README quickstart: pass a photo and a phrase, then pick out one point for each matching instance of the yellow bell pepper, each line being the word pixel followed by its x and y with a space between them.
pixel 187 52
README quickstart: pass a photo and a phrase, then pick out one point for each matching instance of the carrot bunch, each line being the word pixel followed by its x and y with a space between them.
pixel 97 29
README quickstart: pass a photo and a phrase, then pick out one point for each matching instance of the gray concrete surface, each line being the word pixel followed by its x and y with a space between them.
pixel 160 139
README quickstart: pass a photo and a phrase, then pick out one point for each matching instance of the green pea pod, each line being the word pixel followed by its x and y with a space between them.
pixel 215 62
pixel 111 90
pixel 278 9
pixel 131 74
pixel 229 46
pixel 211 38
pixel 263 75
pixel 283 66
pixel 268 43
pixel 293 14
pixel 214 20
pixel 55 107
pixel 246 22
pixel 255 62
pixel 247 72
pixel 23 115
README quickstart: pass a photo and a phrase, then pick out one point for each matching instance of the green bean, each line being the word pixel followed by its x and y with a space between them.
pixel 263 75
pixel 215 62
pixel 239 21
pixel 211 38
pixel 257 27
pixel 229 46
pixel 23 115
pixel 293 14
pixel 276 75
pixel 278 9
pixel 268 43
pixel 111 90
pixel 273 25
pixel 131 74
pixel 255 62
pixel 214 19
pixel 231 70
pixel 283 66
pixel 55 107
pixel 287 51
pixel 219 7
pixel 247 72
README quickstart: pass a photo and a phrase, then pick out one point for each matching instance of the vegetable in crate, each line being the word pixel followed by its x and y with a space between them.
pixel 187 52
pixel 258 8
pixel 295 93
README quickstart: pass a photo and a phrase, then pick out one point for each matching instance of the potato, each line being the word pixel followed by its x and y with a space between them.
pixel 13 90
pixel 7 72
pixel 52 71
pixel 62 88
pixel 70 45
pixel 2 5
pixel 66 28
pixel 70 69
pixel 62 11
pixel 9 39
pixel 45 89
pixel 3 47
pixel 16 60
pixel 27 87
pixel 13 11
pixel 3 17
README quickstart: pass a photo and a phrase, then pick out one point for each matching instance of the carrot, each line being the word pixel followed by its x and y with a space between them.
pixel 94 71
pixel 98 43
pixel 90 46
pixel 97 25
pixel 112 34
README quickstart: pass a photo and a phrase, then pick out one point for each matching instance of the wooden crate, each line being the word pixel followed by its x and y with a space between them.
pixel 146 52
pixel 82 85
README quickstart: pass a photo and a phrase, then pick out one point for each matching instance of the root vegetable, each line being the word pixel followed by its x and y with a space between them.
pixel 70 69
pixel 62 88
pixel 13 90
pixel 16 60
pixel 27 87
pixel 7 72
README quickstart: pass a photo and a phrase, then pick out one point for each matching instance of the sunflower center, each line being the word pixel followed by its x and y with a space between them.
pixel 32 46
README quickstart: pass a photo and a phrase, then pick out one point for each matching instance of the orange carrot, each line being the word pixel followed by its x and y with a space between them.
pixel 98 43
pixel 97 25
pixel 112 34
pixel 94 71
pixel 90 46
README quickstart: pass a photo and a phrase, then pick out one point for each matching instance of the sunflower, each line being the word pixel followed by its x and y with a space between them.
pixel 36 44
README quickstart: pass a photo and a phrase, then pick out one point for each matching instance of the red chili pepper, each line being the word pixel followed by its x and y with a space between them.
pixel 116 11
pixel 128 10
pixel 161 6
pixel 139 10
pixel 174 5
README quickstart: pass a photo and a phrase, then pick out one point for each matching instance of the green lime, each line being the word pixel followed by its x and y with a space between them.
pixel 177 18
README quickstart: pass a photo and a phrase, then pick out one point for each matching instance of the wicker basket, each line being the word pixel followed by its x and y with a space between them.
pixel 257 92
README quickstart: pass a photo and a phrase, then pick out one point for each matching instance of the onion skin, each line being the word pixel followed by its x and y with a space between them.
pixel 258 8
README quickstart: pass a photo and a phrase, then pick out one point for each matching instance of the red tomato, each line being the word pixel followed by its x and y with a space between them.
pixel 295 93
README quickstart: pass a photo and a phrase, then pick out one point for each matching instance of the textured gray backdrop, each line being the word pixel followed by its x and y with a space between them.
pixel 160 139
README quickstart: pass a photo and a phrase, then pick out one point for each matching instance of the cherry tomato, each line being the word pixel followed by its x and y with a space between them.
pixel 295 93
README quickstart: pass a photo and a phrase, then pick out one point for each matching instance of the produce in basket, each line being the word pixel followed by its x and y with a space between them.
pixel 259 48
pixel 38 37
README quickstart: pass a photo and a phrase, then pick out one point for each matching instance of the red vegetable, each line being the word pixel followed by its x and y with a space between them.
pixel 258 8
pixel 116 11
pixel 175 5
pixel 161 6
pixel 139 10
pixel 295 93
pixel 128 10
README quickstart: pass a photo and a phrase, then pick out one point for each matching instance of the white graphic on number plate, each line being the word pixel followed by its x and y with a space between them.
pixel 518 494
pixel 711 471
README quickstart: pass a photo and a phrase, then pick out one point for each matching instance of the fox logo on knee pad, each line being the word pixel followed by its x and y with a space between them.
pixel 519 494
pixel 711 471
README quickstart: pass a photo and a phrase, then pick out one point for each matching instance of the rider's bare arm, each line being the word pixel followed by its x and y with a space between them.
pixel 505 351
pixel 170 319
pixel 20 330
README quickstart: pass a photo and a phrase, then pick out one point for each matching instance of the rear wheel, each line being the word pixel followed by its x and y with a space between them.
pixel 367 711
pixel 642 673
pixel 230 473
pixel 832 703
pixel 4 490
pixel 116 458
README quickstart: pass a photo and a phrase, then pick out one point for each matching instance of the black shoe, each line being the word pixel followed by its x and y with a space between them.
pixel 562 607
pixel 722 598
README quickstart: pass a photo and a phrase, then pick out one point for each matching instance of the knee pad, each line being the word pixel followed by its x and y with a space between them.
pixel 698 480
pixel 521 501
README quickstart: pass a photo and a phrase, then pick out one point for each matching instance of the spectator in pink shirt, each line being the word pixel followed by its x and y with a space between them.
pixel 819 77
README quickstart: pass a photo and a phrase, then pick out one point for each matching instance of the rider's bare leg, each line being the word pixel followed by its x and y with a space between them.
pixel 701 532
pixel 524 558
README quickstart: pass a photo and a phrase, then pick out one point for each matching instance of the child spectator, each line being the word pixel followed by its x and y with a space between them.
○ ○ ○
GOAL: Output every line of the listing above as a JSON list of strings, one string per line, with blank lines left out.

TASK ANSWER:
[
  "README quickstart: pass a photo and a phrase, then pick out one point for each matching instance of the yellow bell pepper, each line being the word pixel followed by its x and y with a space between them.",
  "pixel 187 52",
  "README quickstart: pass a photo and a phrase, then pick out one point for each matching instance of the carrot bunch, each line being the word pixel followed by its x and y with a space between them.",
  "pixel 97 29",
  "README quickstart: pass a photo and a phrase, then pick out one point for each matching instance of the gray concrete surface, each line being the word pixel followed by its x and y with a space between them.",
  "pixel 160 139",
  "README quickstart: pass a photo and a phrase, then pick out one point for each matching instance of the green pea pod, each line being the word pixel followed by its x and y with a space between them.",
  "pixel 215 62",
  "pixel 111 90",
  "pixel 278 9",
  "pixel 131 74",
  "pixel 229 46",
  "pixel 211 38",
  "pixel 263 75",
  "pixel 283 66",
  "pixel 268 43",
  "pixel 293 14",
  "pixel 214 20",
  "pixel 55 107",
  "pixel 246 22",
  "pixel 255 62",
  "pixel 247 72",
  "pixel 23 115",
  "README quickstart: pass a photo and a phrase, then pick out one point for each matching instance of the green bean, each line being the word pixel followed by its x and y with a space between them.",
  "pixel 263 75",
  "pixel 215 62",
  "pixel 239 21",
  "pixel 211 38",
  "pixel 257 27",
  "pixel 229 46",
  "pixel 23 115",
  "pixel 293 14",
  "pixel 276 75",
  "pixel 278 9",
  "pixel 268 43",
  "pixel 111 90",
  "pixel 273 25",
  "pixel 131 74",
  "pixel 255 62",
  "pixel 214 19",
  "pixel 231 70",
  "pixel 283 66",
  "pixel 55 107",
  "pixel 287 51",
  "pixel 219 7",
  "pixel 247 72",
  "README quickstart: pass a photo and a phrase, then pick out one point for each matching instance of the vegetable in crate, each line being the word pixel followed by its x and y with a space between them.",
  "pixel 187 52",
  "pixel 258 8",
  "pixel 295 93",
  "README quickstart: pass a photo and a phrase, then pick out one point for each matching instance of the potato, each line being the word pixel followed by its x and y with a space between them.",
  "pixel 13 90",
  "pixel 7 72",
  "pixel 52 71",
  "pixel 62 88",
  "pixel 70 45",
  "pixel 2 5",
  "pixel 66 28",
  "pixel 70 69",
  "pixel 62 11",
  "pixel 9 39",
  "pixel 45 89",
  "pixel 3 47",
  "pixel 16 60",
  "pixel 27 87",
  "pixel 13 11",
  "pixel 3 17",
  "README quickstart: pass a photo and a phrase, then pick out one point for each matching instance of the carrot, each line being the word pixel followed by its x and y with a space between them.",
  "pixel 94 71",
  "pixel 98 43",
  "pixel 90 46",
  "pixel 97 25",
  "pixel 112 34",
  "README quickstart: pass a photo and a phrase, then pick out one point for each matching instance of the wooden crate, each line being the word pixel followed by its x and y with a space between them.",
  "pixel 146 52",
  "pixel 82 85",
  "README quickstart: pass a photo and a phrase, then pick out one point for each matching instance of the root vegetable, each line being the word pixel followed by its x and y with a space between them.",
  "pixel 70 69",
  "pixel 62 88",
  "pixel 13 90",
  "pixel 16 60",
  "pixel 27 87",
  "pixel 7 72",
  "README quickstart: pass a photo and a phrase, then pick out one point for each matching instance of the sunflower center, each line being the word pixel followed by its x and y with a space between them.",
  "pixel 32 46",
  "README quickstart: pass a photo and a phrase, then pick out one point for each matching instance of the orange carrot, each line being the word pixel followed by its x and y with a space between them.",
  "pixel 98 43",
  "pixel 97 25",
  "pixel 112 34",
  "pixel 94 71",
  "pixel 90 46",
  "README quickstart: pass a photo and a phrase, then pick out one point for each matching instance of the sunflower, each line being the word pixel followed by its x and y with a space between them.",
  "pixel 36 44",
  "README quickstart: pass a photo and a phrase, then pick out one point for each matching instance of the red chili pepper, each line being the word pixel followed by its x and y with a space between them.",
  "pixel 116 11",
  "pixel 128 10",
  "pixel 161 6",
  "pixel 139 10",
  "pixel 174 5",
  "README quickstart: pass a photo and a phrase, then pick out one point for each matching instance of the green lime, each line being the word pixel followed by its x and y with a space between them.",
  "pixel 177 18",
  "README quickstart: pass a photo and a phrase, then pick out one point for each matching instance of the wicker basket, each line being the word pixel followed by its x and y with a space between them.",
  "pixel 257 92",
  "README quickstart: pass a photo and a phrase, then pick out one point for each matching instance of the onion skin, each line being the word pixel followed by its x and y with a space between them.",
  "pixel 258 8",
  "README quickstart: pass a photo and a phrase, then pick out one point for each matching instance of the red tomato, each line being the word pixel followed by its x and y with a space between them.",
  "pixel 295 93",
  "README quickstart: pass a photo and a phrase, then pick out one point for each matching instance of the textured gray backdrop, each line being the word pixel followed by its x and y with a space between them.",
  "pixel 160 139",
  "README quickstart: pass a photo and a phrase, then pick out one point for each matching instance of the cherry tomato, each line being the word pixel followed by its x and y with a space between them.",
  "pixel 295 93",
  "README quickstart: pass a photo and a phrase, then pick out one point for each matching instance of the produce in basket, each line being the word pixel followed by its x and y with a space between them.",
  "pixel 259 48",
  "pixel 38 37",
  "README quickstart: pass a photo and a phrase, then pick out one point for each matching instance of the red vegetable, each line being the word pixel followed by its x and y with a space between them.",
  "pixel 258 8",
  "pixel 116 11",
  "pixel 175 5",
  "pixel 161 6",
  "pixel 139 10",
  "pixel 295 93",
  "pixel 128 10",
  "README quickstart: pass a photo and a phrase, then pick out one point for each matching instance of the white graphic on number plate, each line being the word pixel followed by its x and y with a space between them.",
  "pixel 518 494",
  "pixel 711 471",
  "README quickstart: pass a photo and a phrase, then pick out one point for each matching instance of the fox logo on knee pad, each line being the word pixel followed by its x and y with a space between them.",
  "pixel 519 494",
  "pixel 711 471",
  "README quickstart: pass a photo and a phrase, then pick out one point for each matching instance of the rider's bare arm, each line being the word pixel followed by its x and y with a space between them.",
  "pixel 505 351",
  "pixel 170 319",
  "pixel 20 330",
  "README quickstart: pass a photo and a phrase, then pick out one point for each matching instance of the rear wheel, each line being the word pixel followed by its x and y with a space between them.",
  "pixel 367 711",
  "pixel 642 673",
  "pixel 230 473",
  "pixel 832 703",
  "pixel 4 490",
  "pixel 116 458",
  "README quickstart: pass a photo and a phrase, then pick out one point for each matching instance of the black shoe, each line being the word pixel followed by its x and y with a space between them.",
  "pixel 562 607",
  "pixel 722 598",
  "README quickstart: pass a photo and a phrase, then pick out one point for each matching instance of the knee pad, each line being the word pixel followed by its x and y with a space between them.",
  "pixel 698 480",
  "pixel 521 501",
  "README quickstart: pass a photo and a phrase, then pick out one point for each matching instance of the spectator in pink shirt, each line being the word pixel followed by its x and y with a space between them.",
  "pixel 819 77",
  "README quickstart: pass a photo and a phrase, then pick out one point for each matching instance of the rider's bare leg, each line being the word pixel followed by its x and y with a space between them.",
  "pixel 701 532",
  "pixel 524 558",
  "README quickstart: pass a photo and a phrase, then pick out one point for each matching instance of the child spectator, each line being the word pixel followed by its x and y with a space between them."
]